*Data section*.
* Begin *

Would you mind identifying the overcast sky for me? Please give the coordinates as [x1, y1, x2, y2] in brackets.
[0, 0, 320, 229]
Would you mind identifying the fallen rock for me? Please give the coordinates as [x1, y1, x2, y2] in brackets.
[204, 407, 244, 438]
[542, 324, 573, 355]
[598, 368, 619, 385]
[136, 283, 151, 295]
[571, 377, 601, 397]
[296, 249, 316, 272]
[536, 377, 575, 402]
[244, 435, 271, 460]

* End *
* Begin *

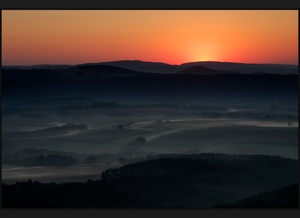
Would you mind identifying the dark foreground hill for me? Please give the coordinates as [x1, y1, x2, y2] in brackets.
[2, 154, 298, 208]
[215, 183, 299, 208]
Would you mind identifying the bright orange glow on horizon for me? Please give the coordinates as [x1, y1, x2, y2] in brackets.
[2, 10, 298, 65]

* End *

*What you have to do*. Copy out the stretch of records from the line that contains "Would you mind identifying the dark" through the line that contains "[2, 10, 298, 65]", both included, word for word.

*The output*.
Would you mind identifying the dark foreground hill for me? Please give the coordinates as [x1, y1, x2, y2] in brackets.
[2, 154, 298, 208]
[215, 183, 299, 208]
Would you mind identifying the bright orange glow on horizon for me? Please give the coordinates as [x1, y1, x2, y2] in brackets.
[2, 10, 298, 65]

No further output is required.